▸ Material
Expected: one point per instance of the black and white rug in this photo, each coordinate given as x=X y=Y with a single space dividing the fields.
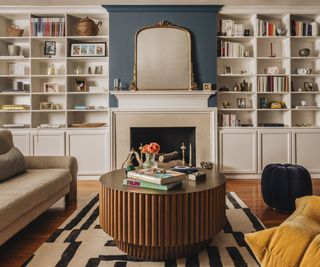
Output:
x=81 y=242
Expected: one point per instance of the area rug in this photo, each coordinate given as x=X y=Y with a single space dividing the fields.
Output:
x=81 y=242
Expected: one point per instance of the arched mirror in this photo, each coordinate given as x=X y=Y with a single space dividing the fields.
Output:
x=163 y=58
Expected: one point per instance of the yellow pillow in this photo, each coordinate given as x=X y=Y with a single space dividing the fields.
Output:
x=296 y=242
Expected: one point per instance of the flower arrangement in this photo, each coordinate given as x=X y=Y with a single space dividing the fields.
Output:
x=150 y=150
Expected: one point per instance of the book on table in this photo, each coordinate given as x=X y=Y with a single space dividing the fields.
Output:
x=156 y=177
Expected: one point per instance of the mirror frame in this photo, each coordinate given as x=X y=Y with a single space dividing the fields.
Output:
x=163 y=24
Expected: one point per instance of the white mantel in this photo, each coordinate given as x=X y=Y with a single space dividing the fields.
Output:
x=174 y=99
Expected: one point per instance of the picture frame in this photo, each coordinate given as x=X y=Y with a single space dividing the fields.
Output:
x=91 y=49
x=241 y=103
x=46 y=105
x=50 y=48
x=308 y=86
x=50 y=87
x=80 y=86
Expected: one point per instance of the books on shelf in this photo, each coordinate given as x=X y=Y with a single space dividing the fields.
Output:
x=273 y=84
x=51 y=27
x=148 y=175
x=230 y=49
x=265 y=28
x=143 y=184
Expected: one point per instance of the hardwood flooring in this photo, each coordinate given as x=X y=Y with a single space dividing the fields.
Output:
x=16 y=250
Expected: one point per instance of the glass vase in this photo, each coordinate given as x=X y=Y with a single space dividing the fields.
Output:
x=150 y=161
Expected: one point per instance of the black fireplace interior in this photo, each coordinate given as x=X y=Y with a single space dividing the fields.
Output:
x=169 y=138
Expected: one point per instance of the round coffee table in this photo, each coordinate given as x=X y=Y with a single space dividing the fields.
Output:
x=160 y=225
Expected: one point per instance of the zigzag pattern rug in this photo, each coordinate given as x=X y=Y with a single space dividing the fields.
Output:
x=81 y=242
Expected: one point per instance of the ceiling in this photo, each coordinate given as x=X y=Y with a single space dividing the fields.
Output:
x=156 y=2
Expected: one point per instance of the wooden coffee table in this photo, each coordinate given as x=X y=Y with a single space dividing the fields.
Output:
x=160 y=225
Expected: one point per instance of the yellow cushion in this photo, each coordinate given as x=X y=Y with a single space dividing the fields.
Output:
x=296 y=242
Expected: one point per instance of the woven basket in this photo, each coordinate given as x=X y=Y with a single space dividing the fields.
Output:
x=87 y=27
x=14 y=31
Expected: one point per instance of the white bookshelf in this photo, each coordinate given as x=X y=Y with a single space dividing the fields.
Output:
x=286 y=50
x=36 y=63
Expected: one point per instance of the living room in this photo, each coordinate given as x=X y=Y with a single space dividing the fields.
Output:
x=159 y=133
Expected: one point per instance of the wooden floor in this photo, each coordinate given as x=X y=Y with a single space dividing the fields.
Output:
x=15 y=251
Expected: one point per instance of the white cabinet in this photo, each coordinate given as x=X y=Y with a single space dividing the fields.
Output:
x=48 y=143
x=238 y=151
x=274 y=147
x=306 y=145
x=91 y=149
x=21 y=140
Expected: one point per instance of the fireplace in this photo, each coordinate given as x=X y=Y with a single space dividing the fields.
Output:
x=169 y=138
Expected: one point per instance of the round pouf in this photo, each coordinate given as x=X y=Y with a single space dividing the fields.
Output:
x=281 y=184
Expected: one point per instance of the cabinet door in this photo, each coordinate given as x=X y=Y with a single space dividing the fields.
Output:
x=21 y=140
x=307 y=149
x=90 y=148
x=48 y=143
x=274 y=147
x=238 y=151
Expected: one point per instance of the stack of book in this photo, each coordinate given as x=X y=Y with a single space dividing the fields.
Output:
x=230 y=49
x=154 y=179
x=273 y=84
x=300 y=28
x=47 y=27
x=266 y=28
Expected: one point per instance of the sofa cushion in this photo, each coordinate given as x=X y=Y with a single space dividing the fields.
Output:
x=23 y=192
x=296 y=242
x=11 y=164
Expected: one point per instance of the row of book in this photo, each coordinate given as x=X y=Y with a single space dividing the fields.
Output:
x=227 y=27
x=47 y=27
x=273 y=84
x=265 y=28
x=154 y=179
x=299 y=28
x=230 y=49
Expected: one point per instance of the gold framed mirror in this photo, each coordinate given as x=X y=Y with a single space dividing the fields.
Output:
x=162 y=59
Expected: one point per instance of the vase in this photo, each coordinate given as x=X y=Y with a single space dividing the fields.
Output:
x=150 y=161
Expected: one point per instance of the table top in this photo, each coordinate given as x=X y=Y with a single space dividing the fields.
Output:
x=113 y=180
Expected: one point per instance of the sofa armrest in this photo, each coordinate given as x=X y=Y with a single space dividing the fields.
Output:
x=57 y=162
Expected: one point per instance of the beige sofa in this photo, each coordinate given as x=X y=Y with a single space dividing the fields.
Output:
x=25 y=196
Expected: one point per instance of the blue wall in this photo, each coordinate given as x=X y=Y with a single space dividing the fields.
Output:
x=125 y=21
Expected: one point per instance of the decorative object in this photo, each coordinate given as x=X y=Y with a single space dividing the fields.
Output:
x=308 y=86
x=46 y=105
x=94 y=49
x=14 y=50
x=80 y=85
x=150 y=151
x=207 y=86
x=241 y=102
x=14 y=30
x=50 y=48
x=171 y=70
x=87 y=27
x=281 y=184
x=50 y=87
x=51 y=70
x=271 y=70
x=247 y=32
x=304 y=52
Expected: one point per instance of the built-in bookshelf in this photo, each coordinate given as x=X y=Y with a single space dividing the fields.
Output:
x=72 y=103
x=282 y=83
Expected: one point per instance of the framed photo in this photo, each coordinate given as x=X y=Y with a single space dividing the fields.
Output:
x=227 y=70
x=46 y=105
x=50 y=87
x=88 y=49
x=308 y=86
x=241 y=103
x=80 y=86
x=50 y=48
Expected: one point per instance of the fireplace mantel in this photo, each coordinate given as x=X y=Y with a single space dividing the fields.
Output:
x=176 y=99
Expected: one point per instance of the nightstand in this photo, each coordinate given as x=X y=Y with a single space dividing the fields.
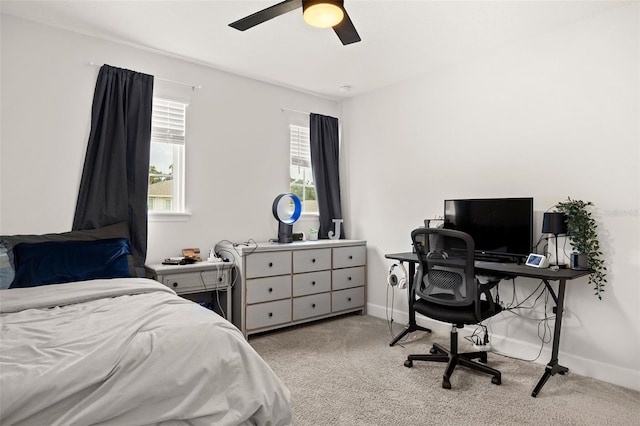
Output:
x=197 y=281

▸ Problem statement
Output the entries above exactly. Drop the pictures.

▸ Answer to this problem
Expected: one point per instance of the black and white rug in this photo, each coordinate given as x=X y=Y with a single space dividing the fields.
Output:
x=81 y=242
Expected: one point per instance of the area rug in this photo, each coordinate given as x=X y=Y with a single space dividing the fields.
Output:
x=81 y=242
Expected: one point per instance of the arched mirror in this photo, each coordinate given as x=X y=Y with a single space dividing the fields.
Output:
x=163 y=58
Expected: one point per instance of the yellow pillow in this photo, each coordinate given as x=X y=Y with a single space dividing the fields.
Output:
x=296 y=242
Expected: one point per instance of the flower arrangement in this photo, each coordinate given as x=X y=Y with a single space dividing the fields.
Output:
x=150 y=150
Expected: one point per instance of the book on table in this photo, each coordinate given as x=X y=Y with a single space dividing the fields.
Output:
x=156 y=177
Expected: one point per instance of the mirror frame in this photo, each coordinate given as x=X y=Y with a single space dividing the fields.
Output:
x=163 y=24
Expected: one point per instance of the white mantel in this photo, each coordinate given as x=X y=Y with a single space dividing the fields.
Output:
x=174 y=99
Expected: one point per instance of the picture frame in this photo, each coordinate given as x=X y=Y with a single space dividing the fields.
Output:
x=91 y=49
x=241 y=103
x=46 y=105
x=50 y=48
x=308 y=86
x=50 y=87
x=80 y=86
Expected: one point per instance of the books on shelf in this photo, each coordinate given as x=X y=Y with a single space dividing the fields.
Output:
x=273 y=84
x=51 y=27
x=148 y=175
x=230 y=49
x=265 y=28
x=143 y=184
Expected: one point per instance of the hardwood flooring in this photo, each coordinate given as x=X y=Y with a single space dividing the fields.
Output:
x=16 y=250
Expected: one point per instance of the glass vase in this photo, each coordinate given as x=X y=Y with a single space dividing the fields.
Output:
x=150 y=161
Expected: one point per instance of the black fireplace interior in this photo, each coordinate given as x=X y=Y with a single space dividing the fields.
Output:
x=169 y=138
Expected: one point per instance of the round coffee table in this photo, each coordinate given as x=X y=Y with a single space dividing the fields.
Output:
x=160 y=225
Expected: one point per instance of the zigzag pattern rug in this photo, each coordinate given as x=X y=Y with a single space dividing the fields.
Output:
x=81 y=242
Expected: one point per instance of the ceiling in this photo, each coordinate given as x=X y=Y with a single space dividing the fields.
Output:
x=156 y=2
Expected: one point per instance of the wooden coffee table in this photo, each coordinate given as x=X y=Y with a single space dividing the fields.
Output:
x=160 y=225
Expected: one point per instance of the yellow cushion in this photo, each coordinate given as x=X y=Y with a single space dividing the fields.
Output:
x=296 y=242
Expected: one point per instance of the woven basket in this photo, each coordinate given as x=X y=Y with a single space dividing the fields.
Output:
x=87 y=27
x=14 y=31
Expected: one point per instance of the white bookshelf in this photo, each coordinate given as x=X y=Y with a single space dividing the fields.
Output:
x=286 y=50
x=36 y=63
Expected: one point per instance of the living room in this photo, each coordinate given as x=X y=Y with a single space dividing the fields.
Output:
x=159 y=133
Expected: one point per instance of the wooden floor in this photo, each coordinate given as x=X y=Y with a single space dividing the fields.
Output:
x=15 y=251
Expected: one point per instance of the white cabinet in this photo, each coordinate given as x=X y=Y with a single space dividing the fields.
Output:
x=48 y=143
x=238 y=151
x=274 y=147
x=306 y=145
x=91 y=149
x=21 y=140
Expected: one point per instance of the fireplace in this photo, each coordinate given as x=X y=Y with a single space dividing the fields.
Output:
x=169 y=138
Expected: one point per instance of the round pouf in this photo, each coordinate given as x=X y=Y with a single space dividing the fields.
Output:
x=281 y=184
Expected: one point per instance of the cabinet door in this photo, each coordinate given as x=X y=Y with a single space dividing the fields.
Output:
x=21 y=140
x=307 y=149
x=90 y=148
x=48 y=143
x=274 y=147
x=238 y=151
Expected: one point per instance of the stack of book in this photo, each coordinate given as x=X y=Y with a single space dividing the fields.
Output:
x=230 y=49
x=154 y=179
x=273 y=84
x=300 y=28
x=47 y=27
x=266 y=28
Expected: one point per instance of the sofa cushion in this photo, each coordinate given as x=X y=Y with a single space dividing the fields.
Output:
x=23 y=192
x=296 y=242
x=11 y=164
Expected: one point per instance of the row of book in this photo, each coordinate given as x=X y=Y with a single space dividing the fields.
Output:
x=227 y=27
x=47 y=27
x=273 y=84
x=265 y=28
x=154 y=179
x=299 y=28
x=230 y=49
Expected: one point per instance of the gold framed mirror in this photo, each coordinate given as x=X y=Y with a single space dividing the fields.
Output:
x=162 y=59
Expected: one point per instance of the vase in this photo, each coordinate given as x=X y=Y with a single space dividing the fields.
Output:
x=150 y=161
Expected: one point per instance of the table top in this photo, each coordinate given as x=X y=Y with a single space dividing the fields.
Output:
x=113 y=180
Expected: one point per instance of the sofa armrest in this photo, each coordinate given as x=X y=Y with a single space dividing the fields.
Output:
x=57 y=162
Expected: one point per instance of the beige sofa in this photo, each coordinate given as x=X y=Y with a single space dividing the fields.
Output:
x=25 y=196
Expected: one point per instance of the blue wall in this photo, each coordinate given as x=X y=Y with a single space dividing the fields.
Output:
x=125 y=21
Expected: one point per instance of the decorative object in this photo, each coordinate given as x=X y=Y with a single space dividing the fields.
Output:
x=308 y=86
x=46 y=105
x=94 y=49
x=14 y=50
x=80 y=85
x=150 y=151
x=207 y=86
x=241 y=102
x=14 y=30
x=50 y=48
x=171 y=70
x=87 y=27
x=281 y=184
x=50 y=87
x=51 y=70
x=271 y=70
x=247 y=32
x=304 y=52
Expected: one point per instance of the built-in bookshelf in this photo, each coordinate given as x=X y=Y with a single space dividing the fields.
Output:
x=72 y=103
x=282 y=83
Expected: one point per instance of the framed photo in this photo, each coordinate given as x=X y=Y with a single space dividing the fields.
Output:
x=227 y=70
x=46 y=105
x=50 y=87
x=88 y=49
x=308 y=86
x=241 y=103
x=80 y=86
x=50 y=48
Expected: one point per instance of the fireplace mantel in this photo, each coordinate given as x=X y=Y with a single space dividing the fields.
Output:
x=176 y=99
Expected: one point per instance of the nightstand in this photo, each coordinate given as x=X y=Y with a single space dividing the fields.
Output:
x=197 y=281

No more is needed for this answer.